Wednesday, June 25, 2014

Regional variation in STEMI care, costs and outcomes

From a recent study in Clinical Cardiology:
Methods
We used the 2003 to 2010 Nationwide Inpatient Sample databases to identify all patients age greater than or equal to 40 years hospitalized with STEMI. Patients were divided into 4 groups according to region: Northeast, Midwest, South, and West. Multivariable logistic regression was used to identify differences in treatment choice and outcomes (in-hospital mortality, acute stroke, and cardiogenic shock) among the 4 regions.

Results
Of 1 990 486 patients age greater than or equal to 40 years with STEMI, 350 073 (17.6%) were hospitalized in the Northeast, 483 323 (24.3%) in the Midwest, 784 869 (39.4%) in the South, and 372 222 (18.7%) in the West. Compared with the Northeast, patients in the Midwest, South, and West were less likely to receive medical therapy alone and more likely to receive percutaneous coronary intervention and coronary artery bypass grafting. Risk-adjusted in-hospital mortality was higher in the Midwest (odds ratio [OR]: 1.07, 95% confidence interval [CI]: 1.05-1.09, P less than 0.001), South (OR: 1.03, 95% CI: 1.01-1.05, P = 0.001), and West (OR: 1.06, 95% CI: 1.04-1.08, P less than 0.001), as compared with the Northeast. When adjusted further for regional variation in treatment selection, risk-adjusted in-hospital mortality was even higher in the Midwest, West, and South.

________________________________________

Check your understanding:
a - From the STEMI study summary, reproduce the part that opens with the words containing "From a recent" and closes with "the 4 regions.".
b - Render this sentence from the STEMI study summary in Spanish: "Patients were divided into 4 groups according to region: Northeast, Midwest, South, and West."
c - List every outcome that the STEMI study summary says was compared among the four regions.

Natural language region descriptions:

________________________________________

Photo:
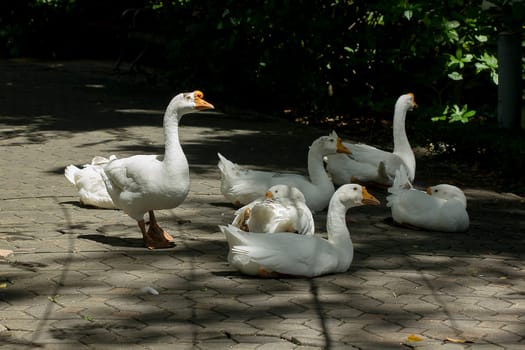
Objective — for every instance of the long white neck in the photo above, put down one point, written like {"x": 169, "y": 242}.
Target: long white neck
{"x": 174, "y": 157}
{"x": 401, "y": 145}
{"x": 338, "y": 233}
{"x": 316, "y": 170}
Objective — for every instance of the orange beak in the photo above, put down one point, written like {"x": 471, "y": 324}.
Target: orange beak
{"x": 200, "y": 103}
{"x": 342, "y": 148}
{"x": 368, "y": 198}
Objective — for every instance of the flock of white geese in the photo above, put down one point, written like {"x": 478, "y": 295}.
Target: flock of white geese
{"x": 272, "y": 233}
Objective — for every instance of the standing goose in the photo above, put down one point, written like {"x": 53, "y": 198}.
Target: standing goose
{"x": 372, "y": 165}
{"x": 89, "y": 183}
{"x": 282, "y": 210}
{"x": 278, "y": 254}
{"x": 241, "y": 186}
{"x": 143, "y": 183}
{"x": 441, "y": 208}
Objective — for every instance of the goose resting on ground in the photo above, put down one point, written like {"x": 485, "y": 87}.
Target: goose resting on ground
{"x": 441, "y": 208}
{"x": 284, "y": 254}
{"x": 282, "y": 210}
{"x": 143, "y": 183}
{"x": 241, "y": 185}
{"x": 368, "y": 164}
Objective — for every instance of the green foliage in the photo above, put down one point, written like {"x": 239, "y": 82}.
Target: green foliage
{"x": 317, "y": 58}
{"x": 456, "y": 114}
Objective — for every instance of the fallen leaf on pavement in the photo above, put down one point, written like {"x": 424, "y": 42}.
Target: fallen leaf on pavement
{"x": 459, "y": 341}
{"x": 4, "y": 253}
{"x": 413, "y": 337}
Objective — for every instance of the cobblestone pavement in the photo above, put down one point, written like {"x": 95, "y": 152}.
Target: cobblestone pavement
{"x": 79, "y": 278}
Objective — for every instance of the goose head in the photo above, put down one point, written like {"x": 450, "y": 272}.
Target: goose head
{"x": 285, "y": 191}
{"x": 352, "y": 195}
{"x": 188, "y": 102}
{"x": 407, "y": 102}
{"x": 447, "y": 192}
{"x": 329, "y": 145}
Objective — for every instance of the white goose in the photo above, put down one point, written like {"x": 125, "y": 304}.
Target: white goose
{"x": 278, "y": 254}
{"x": 144, "y": 183}
{"x": 241, "y": 186}
{"x": 441, "y": 208}
{"x": 372, "y": 165}
{"x": 282, "y": 210}
{"x": 89, "y": 183}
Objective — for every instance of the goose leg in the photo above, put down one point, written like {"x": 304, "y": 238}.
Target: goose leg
{"x": 156, "y": 231}
{"x": 152, "y": 241}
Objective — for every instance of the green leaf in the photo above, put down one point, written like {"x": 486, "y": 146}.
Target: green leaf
{"x": 481, "y": 38}
{"x": 455, "y": 76}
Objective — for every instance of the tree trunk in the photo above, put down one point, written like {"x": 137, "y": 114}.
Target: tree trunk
{"x": 509, "y": 80}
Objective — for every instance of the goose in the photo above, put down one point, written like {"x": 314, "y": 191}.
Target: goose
{"x": 369, "y": 164}
{"x": 89, "y": 183}
{"x": 240, "y": 185}
{"x": 441, "y": 208}
{"x": 141, "y": 184}
{"x": 282, "y": 210}
{"x": 283, "y": 254}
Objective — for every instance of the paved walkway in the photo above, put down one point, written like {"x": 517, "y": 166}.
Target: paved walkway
{"x": 79, "y": 279}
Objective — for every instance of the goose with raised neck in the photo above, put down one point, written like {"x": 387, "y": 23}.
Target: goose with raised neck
{"x": 241, "y": 185}
{"x": 369, "y": 164}
{"x": 141, "y": 184}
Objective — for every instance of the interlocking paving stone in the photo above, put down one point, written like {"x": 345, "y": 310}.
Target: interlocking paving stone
{"x": 79, "y": 277}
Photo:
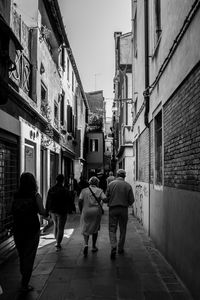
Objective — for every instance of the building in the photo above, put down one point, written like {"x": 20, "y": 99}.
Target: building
{"x": 122, "y": 106}
{"x": 95, "y": 143}
{"x": 40, "y": 128}
{"x": 166, "y": 129}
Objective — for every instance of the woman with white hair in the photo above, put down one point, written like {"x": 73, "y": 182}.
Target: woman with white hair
{"x": 90, "y": 200}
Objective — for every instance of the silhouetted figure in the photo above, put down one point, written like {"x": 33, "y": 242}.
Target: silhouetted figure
{"x": 102, "y": 182}
{"x": 119, "y": 198}
{"x": 25, "y": 208}
{"x": 83, "y": 183}
{"x": 110, "y": 177}
{"x": 58, "y": 203}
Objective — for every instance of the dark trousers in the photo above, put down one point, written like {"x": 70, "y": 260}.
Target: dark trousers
{"x": 27, "y": 248}
{"x": 59, "y": 226}
{"x": 118, "y": 215}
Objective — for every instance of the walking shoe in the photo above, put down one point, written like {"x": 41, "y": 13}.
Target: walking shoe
{"x": 85, "y": 250}
{"x": 113, "y": 253}
{"x": 95, "y": 249}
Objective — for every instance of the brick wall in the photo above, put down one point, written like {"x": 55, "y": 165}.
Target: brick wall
{"x": 144, "y": 156}
{"x": 182, "y": 135}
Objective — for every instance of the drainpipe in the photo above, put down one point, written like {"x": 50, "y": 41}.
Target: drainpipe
{"x": 146, "y": 92}
{"x": 146, "y": 58}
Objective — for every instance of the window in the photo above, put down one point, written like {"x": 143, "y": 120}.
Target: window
{"x": 62, "y": 108}
{"x": 68, "y": 69}
{"x": 56, "y": 114}
{"x": 157, "y": 13}
{"x": 158, "y": 149}
{"x": 62, "y": 58}
{"x": 72, "y": 81}
{"x": 93, "y": 145}
{"x": 137, "y": 160}
{"x": 135, "y": 34}
{"x": 44, "y": 101}
{"x": 43, "y": 93}
{"x": 69, "y": 119}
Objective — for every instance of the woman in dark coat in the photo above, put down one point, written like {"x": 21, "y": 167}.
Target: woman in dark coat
{"x": 26, "y": 227}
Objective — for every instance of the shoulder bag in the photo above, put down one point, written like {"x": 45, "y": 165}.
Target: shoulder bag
{"x": 102, "y": 210}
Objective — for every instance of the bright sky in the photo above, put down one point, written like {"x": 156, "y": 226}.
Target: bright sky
{"x": 90, "y": 27}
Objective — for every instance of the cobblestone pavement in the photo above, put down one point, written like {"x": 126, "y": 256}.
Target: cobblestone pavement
{"x": 141, "y": 273}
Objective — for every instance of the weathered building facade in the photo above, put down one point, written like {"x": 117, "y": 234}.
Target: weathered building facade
{"x": 40, "y": 128}
{"x": 122, "y": 117}
{"x": 95, "y": 143}
{"x": 166, "y": 129}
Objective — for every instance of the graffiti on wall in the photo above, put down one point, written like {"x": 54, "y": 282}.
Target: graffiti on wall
{"x": 141, "y": 195}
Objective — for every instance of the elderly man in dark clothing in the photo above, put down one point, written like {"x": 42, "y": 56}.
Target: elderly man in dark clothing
{"x": 58, "y": 203}
{"x": 119, "y": 198}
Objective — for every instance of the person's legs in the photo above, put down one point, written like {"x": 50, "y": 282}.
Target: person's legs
{"x": 27, "y": 251}
{"x": 86, "y": 240}
{"x": 55, "y": 224}
{"x": 113, "y": 222}
{"x": 94, "y": 240}
{"x": 123, "y": 219}
{"x": 61, "y": 220}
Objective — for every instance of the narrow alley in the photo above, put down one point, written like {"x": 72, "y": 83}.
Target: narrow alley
{"x": 141, "y": 273}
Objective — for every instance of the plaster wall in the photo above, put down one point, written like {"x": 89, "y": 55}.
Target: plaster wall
{"x": 23, "y": 7}
{"x": 141, "y": 204}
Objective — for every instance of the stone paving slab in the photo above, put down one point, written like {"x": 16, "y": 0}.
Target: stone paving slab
{"x": 140, "y": 274}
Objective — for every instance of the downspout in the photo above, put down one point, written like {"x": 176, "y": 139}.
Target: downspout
{"x": 146, "y": 92}
{"x": 146, "y": 58}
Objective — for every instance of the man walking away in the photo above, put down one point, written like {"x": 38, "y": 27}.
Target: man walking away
{"x": 110, "y": 177}
{"x": 119, "y": 198}
{"x": 58, "y": 202}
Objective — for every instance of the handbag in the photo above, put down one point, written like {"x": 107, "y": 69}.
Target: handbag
{"x": 102, "y": 210}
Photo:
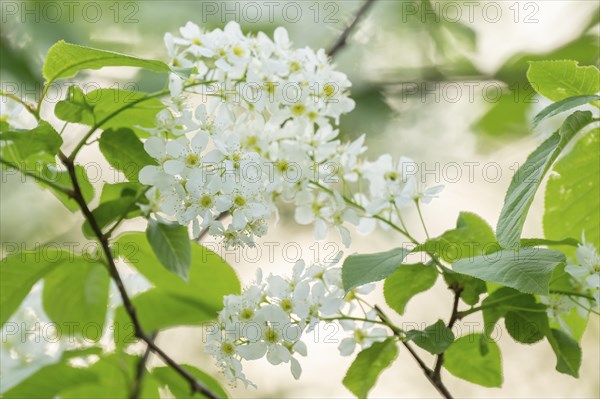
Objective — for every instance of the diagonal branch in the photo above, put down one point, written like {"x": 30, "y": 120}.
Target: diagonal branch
{"x": 454, "y": 317}
{"x": 430, "y": 374}
{"x": 343, "y": 38}
{"x": 141, "y": 371}
{"x": 77, "y": 195}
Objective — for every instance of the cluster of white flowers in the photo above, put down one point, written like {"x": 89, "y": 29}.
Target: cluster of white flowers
{"x": 266, "y": 129}
{"x": 271, "y": 315}
{"x": 585, "y": 276}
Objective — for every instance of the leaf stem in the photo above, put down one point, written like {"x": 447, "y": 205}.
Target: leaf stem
{"x": 195, "y": 385}
{"x": 37, "y": 177}
{"x": 454, "y": 317}
{"x": 29, "y": 107}
{"x": 99, "y": 124}
{"x": 437, "y": 383}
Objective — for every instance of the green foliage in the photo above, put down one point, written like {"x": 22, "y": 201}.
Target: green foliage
{"x": 471, "y": 237}
{"x": 558, "y": 80}
{"x": 125, "y": 152}
{"x": 498, "y": 303}
{"x": 62, "y": 178}
{"x": 527, "y": 326}
{"x": 568, "y": 353}
{"x": 369, "y": 363}
{"x": 364, "y": 269}
{"x": 406, "y": 282}
{"x": 123, "y": 203}
{"x": 51, "y": 380}
{"x": 42, "y": 138}
{"x": 562, "y": 106}
{"x": 75, "y": 298}
{"x": 115, "y": 375}
{"x": 527, "y": 270}
{"x": 64, "y": 60}
{"x": 463, "y": 359}
{"x": 435, "y": 338}
{"x": 174, "y": 301}
{"x": 529, "y": 176}
{"x": 470, "y": 287}
{"x": 179, "y": 387}
{"x": 572, "y": 203}
{"x": 109, "y": 108}
{"x": 171, "y": 244}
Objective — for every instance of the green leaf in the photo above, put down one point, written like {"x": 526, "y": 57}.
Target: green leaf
{"x": 562, "y": 106}
{"x": 136, "y": 250}
{"x": 179, "y": 387}
{"x": 463, "y": 359}
{"x": 369, "y": 363}
{"x": 558, "y": 80}
{"x": 171, "y": 244}
{"x": 110, "y": 108}
{"x": 507, "y": 115}
{"x": 125, "y": 152}
{"x": 534, "y": 242}
{"x": 364, "y": 269}
{"x": 527, "y": 325}
{"x": 108, "y": 212}
{"x": 406, "y": 282}
{"x": 64, "y": 60}
{"x": 19, "y": 272}
{"x": 471, "y": 237}
{"x": 159, "y": 309}
{"x": 470, "y": 287}
{"x": 174, "y": 301}
{"x": 42, "y": 138}
{"x": 527, "y": 270}
{"x": 111, "y": 192}
{"x": 568, "y": 353}
{"x": 562, "y": 281}
{"x": 49, "y": 381}
{"x": 529, "y": 176}
{"x": 115, "y": 375}
{"x": 435, "y": 339}
{"x": 497, "y": 304}
{"x": 572, "y": 203}
{"x": 76, "y": 296}
{"x": 62, "y": 178}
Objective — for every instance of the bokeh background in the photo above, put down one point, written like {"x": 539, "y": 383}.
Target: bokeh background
{"x": 442, "y": 82}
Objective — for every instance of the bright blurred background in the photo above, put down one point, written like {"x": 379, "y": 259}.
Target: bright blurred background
{"x": 442, "y": 82}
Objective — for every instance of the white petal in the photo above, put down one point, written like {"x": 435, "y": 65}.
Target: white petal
{"x": 295, "y": 368}
{"x": 252, "y": 351}
{"x": 347, "y": 346}
{"x": 173, "y": 167}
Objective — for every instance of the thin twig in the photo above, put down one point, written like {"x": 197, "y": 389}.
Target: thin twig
{"x": 141, "y": 371}
{"x": 205, "y": 230}
{"x": 38, "y": 177}
{"x": 454, "y": 317}
{"x": 77, "y": 195}
{"x": 436, "y": 382}
{"x": 343, "y": 38}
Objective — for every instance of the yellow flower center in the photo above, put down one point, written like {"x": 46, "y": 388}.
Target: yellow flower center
{"x": 298, "y": 109}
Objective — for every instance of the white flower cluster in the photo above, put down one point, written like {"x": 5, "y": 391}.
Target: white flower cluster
{"x": 271, "y": 315}
{"x": 585, "y": 275}
{"x": 266, "y": 130}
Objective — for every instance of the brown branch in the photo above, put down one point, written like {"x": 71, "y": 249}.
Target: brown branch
{"x": 343, "y": 38}
{"x": 141, "y": 371}
{"x": 77, "y": 195}
{"x": 436, "y": 382}
{"x": 454, "y": 317}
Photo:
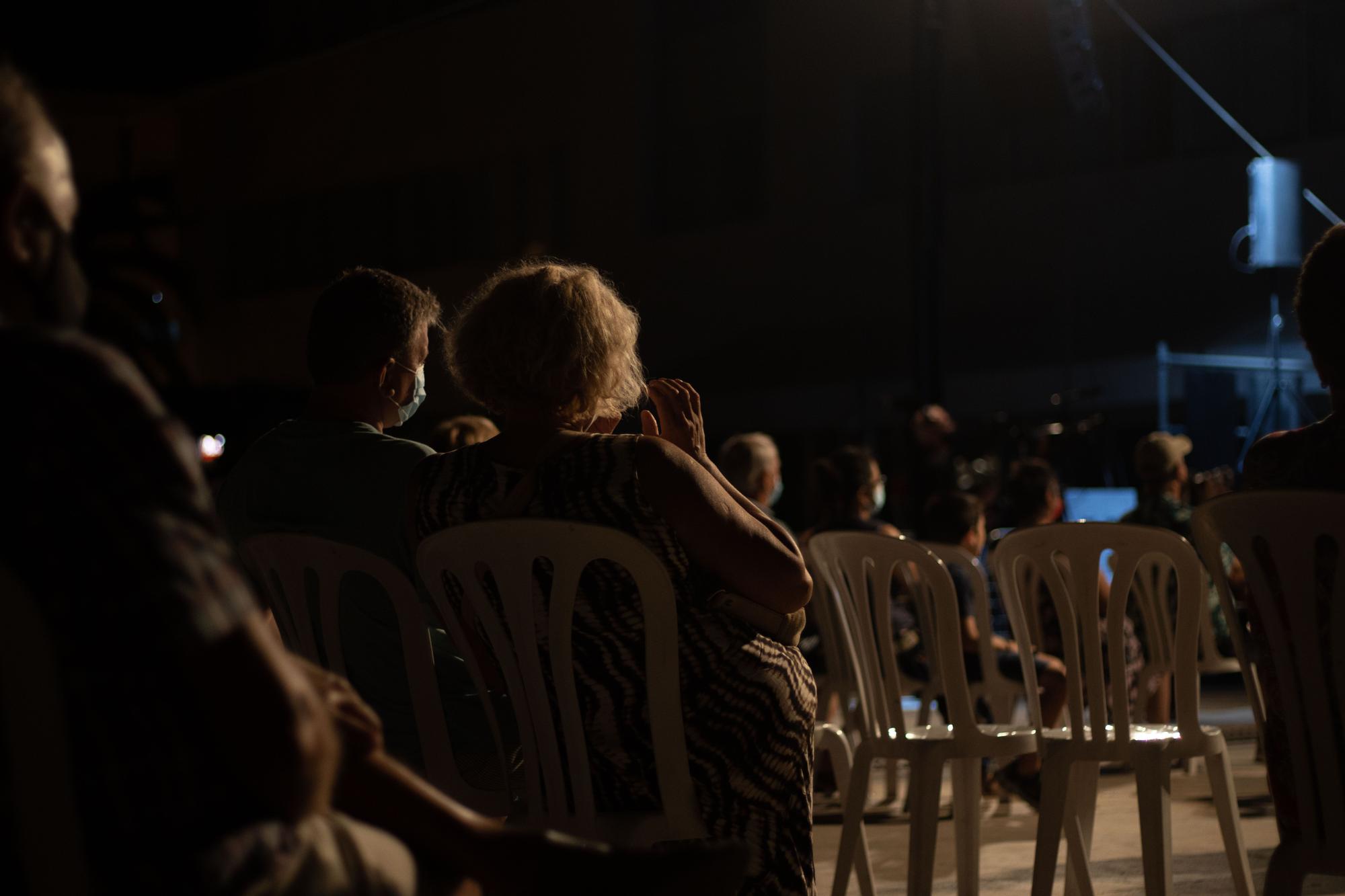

________________________________________

Task-by-task solutions:
a -
From a recent study in Clinical Cardiology:
Methods
We used the 2003 to 2010 Nationwide Inpatient Sample databases to identify all patients age greater than or equal to 40 years hospitalized with STEMI. Patients were divided into 4 groups according to region: Northeast, Midwest, South, and West. Multivariable logistic regression was used to identify differences in treatment choice and outcomes (in-hospital mortality, acute stroke, and cardiogenic shock) among the 4 regions.

b - Los pacientes se dividieron en 4 grupos según la región: Noreste, Medio Oeste, Sur y Oeste.

c - in-hospital mortality, acute stroke, cardiogenic shock